**Task prompt:** Print the records verbatim from their first line through the line that contains "[[195, 55]]", including that line.

******************************

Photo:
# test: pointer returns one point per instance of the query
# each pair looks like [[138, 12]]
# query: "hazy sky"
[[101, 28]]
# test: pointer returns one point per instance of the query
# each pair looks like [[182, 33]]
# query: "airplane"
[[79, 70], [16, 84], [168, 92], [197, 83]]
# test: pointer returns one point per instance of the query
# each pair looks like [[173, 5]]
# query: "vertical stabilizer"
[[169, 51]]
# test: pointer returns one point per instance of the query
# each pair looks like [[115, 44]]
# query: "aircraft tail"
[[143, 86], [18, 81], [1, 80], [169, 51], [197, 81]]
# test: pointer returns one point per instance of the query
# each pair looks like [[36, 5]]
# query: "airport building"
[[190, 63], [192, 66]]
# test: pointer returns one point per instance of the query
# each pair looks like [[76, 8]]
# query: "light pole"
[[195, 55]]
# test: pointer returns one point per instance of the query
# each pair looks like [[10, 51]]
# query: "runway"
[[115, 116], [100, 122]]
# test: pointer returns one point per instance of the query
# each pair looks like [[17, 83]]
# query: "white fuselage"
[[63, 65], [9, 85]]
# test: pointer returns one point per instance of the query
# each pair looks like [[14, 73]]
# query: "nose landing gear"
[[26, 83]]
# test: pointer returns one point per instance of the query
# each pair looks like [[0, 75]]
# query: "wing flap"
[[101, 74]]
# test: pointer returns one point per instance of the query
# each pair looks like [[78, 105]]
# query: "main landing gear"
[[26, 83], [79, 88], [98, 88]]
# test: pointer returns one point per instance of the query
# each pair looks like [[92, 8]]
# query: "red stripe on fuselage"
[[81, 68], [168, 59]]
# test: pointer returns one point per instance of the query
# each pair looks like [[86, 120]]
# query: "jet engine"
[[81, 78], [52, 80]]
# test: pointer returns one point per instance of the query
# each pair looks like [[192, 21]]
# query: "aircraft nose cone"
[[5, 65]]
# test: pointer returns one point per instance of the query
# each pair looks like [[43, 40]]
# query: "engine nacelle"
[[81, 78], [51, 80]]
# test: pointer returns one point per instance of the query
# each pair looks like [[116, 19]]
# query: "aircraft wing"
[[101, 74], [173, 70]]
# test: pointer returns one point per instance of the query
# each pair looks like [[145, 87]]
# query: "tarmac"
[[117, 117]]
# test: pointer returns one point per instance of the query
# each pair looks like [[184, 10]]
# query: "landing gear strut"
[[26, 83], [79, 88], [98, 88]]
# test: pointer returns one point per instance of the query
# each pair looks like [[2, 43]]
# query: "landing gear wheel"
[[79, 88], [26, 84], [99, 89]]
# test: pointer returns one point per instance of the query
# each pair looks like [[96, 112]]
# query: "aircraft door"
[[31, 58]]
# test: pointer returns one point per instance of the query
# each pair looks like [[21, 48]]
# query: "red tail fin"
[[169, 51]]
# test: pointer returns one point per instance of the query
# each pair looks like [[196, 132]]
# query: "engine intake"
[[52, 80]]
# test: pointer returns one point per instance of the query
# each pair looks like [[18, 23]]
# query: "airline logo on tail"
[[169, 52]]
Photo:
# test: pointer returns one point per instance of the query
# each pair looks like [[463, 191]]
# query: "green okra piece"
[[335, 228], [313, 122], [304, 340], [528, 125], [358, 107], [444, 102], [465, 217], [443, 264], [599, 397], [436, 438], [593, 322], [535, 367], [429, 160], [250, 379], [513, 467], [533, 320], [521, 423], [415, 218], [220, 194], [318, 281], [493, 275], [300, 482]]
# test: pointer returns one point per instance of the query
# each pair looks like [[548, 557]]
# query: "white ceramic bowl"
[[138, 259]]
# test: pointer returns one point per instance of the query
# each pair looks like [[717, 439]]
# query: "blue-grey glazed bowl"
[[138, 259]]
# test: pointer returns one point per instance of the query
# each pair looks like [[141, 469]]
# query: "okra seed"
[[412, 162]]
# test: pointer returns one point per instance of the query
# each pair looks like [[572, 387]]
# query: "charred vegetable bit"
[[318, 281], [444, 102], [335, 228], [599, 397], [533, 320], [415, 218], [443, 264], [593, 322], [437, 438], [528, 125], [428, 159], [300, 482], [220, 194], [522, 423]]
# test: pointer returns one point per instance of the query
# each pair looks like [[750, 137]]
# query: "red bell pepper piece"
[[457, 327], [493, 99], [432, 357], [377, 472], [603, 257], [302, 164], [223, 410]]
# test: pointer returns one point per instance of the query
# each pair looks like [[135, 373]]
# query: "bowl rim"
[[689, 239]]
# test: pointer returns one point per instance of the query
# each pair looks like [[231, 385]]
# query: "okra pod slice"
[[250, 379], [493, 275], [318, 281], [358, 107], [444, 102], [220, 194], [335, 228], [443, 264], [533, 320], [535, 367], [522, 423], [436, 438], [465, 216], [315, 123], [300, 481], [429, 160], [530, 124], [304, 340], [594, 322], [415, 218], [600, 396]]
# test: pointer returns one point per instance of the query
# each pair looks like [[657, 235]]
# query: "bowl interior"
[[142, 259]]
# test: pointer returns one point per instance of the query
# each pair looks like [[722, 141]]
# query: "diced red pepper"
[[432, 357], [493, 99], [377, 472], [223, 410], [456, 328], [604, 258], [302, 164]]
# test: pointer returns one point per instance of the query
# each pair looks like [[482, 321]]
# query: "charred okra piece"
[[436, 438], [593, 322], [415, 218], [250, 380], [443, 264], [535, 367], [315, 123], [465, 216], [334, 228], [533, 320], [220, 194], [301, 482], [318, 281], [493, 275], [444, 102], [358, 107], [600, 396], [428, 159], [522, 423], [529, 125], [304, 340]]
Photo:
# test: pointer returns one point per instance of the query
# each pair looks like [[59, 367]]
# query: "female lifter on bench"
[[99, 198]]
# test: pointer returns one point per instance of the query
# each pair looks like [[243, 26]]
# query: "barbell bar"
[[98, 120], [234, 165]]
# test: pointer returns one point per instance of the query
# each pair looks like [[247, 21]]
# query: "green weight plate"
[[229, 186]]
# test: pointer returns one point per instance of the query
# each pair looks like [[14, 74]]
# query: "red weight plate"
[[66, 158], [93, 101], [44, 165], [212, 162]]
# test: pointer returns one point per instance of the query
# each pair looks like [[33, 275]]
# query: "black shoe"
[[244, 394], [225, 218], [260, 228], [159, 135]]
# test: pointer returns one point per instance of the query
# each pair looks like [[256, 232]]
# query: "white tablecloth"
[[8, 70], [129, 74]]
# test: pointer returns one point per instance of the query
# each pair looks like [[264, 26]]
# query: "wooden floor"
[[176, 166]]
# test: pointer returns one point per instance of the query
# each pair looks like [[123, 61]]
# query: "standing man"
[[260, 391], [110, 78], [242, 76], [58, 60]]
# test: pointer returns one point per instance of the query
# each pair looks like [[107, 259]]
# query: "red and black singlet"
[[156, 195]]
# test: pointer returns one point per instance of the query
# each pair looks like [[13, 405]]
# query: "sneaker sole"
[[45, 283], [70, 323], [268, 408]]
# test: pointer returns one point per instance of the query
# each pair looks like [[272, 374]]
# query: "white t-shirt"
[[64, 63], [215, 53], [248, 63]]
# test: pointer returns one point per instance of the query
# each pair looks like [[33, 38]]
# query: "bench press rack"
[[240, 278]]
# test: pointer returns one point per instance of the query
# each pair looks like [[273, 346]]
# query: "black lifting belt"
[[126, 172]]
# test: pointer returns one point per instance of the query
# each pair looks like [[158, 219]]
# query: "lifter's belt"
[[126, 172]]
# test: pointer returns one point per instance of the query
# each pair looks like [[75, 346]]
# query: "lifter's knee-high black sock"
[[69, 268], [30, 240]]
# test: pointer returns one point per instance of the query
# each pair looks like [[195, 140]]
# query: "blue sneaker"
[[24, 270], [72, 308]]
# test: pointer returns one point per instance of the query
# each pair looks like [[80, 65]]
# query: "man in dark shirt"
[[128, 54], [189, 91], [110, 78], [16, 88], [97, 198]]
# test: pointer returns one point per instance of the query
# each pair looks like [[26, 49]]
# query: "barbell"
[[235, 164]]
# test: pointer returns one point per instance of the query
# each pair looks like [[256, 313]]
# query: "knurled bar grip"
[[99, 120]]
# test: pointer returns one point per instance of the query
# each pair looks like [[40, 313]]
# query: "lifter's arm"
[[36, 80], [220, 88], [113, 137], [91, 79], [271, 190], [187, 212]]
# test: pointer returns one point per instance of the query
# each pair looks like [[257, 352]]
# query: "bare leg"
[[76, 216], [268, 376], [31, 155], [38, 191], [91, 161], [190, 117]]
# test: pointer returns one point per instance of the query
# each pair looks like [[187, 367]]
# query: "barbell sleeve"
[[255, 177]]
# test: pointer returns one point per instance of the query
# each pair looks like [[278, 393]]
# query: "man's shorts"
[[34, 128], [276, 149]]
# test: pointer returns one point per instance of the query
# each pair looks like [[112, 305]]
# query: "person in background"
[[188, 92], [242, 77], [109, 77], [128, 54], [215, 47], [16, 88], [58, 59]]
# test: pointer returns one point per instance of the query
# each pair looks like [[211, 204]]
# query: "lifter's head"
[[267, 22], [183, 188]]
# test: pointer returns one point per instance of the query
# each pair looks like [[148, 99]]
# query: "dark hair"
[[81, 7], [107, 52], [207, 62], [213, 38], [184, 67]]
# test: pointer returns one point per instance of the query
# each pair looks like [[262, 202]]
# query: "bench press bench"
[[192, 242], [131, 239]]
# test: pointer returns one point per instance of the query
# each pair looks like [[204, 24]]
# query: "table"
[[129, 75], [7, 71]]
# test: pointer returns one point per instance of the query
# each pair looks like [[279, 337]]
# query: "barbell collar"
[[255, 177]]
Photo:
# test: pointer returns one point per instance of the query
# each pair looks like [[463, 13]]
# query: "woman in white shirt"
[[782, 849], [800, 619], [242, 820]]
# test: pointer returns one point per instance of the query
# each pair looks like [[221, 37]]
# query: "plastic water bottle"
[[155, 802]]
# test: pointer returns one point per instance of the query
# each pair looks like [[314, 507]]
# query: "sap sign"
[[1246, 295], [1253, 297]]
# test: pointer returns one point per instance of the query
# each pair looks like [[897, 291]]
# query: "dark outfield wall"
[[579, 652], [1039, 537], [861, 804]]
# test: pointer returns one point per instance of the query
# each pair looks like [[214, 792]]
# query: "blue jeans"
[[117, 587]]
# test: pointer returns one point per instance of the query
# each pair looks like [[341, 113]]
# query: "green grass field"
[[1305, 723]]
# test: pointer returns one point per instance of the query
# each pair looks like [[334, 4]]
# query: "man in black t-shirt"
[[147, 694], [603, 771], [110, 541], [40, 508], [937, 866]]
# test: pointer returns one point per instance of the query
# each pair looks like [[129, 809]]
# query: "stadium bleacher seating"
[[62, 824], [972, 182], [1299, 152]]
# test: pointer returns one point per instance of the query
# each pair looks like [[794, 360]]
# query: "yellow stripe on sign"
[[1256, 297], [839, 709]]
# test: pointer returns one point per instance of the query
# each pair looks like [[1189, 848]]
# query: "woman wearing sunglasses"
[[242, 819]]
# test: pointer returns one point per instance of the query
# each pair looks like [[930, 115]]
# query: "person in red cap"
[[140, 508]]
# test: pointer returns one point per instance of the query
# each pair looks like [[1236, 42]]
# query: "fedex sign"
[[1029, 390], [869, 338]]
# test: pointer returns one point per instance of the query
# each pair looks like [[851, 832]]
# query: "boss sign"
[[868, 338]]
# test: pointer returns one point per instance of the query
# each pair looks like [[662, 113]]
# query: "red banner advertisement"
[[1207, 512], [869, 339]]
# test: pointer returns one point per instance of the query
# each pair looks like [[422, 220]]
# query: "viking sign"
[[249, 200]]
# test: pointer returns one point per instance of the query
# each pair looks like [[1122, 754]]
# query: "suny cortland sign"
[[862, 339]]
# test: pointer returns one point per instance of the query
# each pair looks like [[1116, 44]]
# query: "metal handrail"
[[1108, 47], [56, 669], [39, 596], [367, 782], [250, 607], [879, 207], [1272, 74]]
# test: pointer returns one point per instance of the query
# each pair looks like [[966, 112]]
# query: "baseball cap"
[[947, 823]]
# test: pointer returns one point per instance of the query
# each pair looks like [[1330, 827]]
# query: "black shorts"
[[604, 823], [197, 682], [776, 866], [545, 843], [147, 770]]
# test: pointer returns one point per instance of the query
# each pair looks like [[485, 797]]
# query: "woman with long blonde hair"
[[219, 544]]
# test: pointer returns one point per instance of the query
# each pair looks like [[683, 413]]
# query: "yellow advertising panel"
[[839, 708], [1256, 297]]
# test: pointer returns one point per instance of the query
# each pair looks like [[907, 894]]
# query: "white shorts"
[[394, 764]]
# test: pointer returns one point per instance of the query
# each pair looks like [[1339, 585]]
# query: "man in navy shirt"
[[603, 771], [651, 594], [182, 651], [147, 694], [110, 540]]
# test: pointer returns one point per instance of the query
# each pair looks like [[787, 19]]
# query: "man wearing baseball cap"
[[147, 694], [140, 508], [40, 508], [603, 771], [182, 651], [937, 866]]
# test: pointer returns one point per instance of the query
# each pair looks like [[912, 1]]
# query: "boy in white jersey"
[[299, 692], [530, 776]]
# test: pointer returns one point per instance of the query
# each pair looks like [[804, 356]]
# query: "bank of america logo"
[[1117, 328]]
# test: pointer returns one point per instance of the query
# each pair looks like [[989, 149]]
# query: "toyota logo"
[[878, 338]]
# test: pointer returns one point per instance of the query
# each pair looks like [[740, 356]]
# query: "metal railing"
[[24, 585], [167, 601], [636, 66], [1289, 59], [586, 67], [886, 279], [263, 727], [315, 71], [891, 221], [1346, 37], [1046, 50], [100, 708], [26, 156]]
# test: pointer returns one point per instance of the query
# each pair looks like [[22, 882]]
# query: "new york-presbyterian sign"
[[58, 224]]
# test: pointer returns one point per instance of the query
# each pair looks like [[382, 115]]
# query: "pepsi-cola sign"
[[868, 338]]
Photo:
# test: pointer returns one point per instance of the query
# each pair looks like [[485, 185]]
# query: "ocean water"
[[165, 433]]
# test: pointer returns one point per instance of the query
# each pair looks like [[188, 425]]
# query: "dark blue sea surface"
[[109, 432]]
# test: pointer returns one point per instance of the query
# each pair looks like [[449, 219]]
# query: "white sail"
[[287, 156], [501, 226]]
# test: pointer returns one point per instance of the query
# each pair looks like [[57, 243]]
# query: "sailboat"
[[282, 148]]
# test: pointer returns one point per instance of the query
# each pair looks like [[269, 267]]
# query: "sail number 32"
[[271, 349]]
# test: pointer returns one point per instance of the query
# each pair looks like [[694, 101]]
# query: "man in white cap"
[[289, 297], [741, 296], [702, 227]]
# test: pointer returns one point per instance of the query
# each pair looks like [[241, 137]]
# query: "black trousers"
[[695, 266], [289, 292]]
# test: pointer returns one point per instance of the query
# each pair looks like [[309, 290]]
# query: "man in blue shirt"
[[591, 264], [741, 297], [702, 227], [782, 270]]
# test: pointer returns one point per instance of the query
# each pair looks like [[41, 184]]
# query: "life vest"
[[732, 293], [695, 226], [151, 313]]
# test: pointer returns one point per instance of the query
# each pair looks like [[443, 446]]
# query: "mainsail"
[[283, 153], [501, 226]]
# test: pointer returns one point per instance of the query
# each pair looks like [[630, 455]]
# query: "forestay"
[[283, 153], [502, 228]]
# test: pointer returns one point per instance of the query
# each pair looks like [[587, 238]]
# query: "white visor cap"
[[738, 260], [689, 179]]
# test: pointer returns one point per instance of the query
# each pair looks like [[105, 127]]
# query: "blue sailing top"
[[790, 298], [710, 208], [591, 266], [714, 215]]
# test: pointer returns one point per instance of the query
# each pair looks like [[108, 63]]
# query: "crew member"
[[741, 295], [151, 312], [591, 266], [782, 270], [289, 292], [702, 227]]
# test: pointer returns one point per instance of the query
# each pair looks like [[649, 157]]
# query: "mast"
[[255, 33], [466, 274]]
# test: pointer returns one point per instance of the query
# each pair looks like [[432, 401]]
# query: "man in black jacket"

******************************

**Finished task:**
Photo:
# test: pointer returns one point per instance of the query
# each pair looks like [[138, 12]]
# query: "hazy sky"
[[101, 28]]
# test: pointer returns one point per instance of the query
# each pair looks like [[182, 33]]
# query: "airplane"
[[79, 70], [16, 84], [168, 92], [197, 83]]
# test: pointer returns one point per instance of the query
# each pair looks like [[173, 5]]
# query: "vertical stabilizer"
[[169, 51]]
# test: pointer returns one point per instance of the query
# each pair looks like [[115, 44]]
# query: "aircraft tail"
[[143, 86], [18, 81], [1, 80], [169, 51], [197, 81]]
# test: pointer returns one point per instance of the query
# each pair looks like [[36, 5]]
# query: "airport building"
[[190, 63], [192, 66]]
# test: pointer returns one point per instance of the query
# each pair looks like [[76, 8]]
# query: "light pole"
[[195, 55]]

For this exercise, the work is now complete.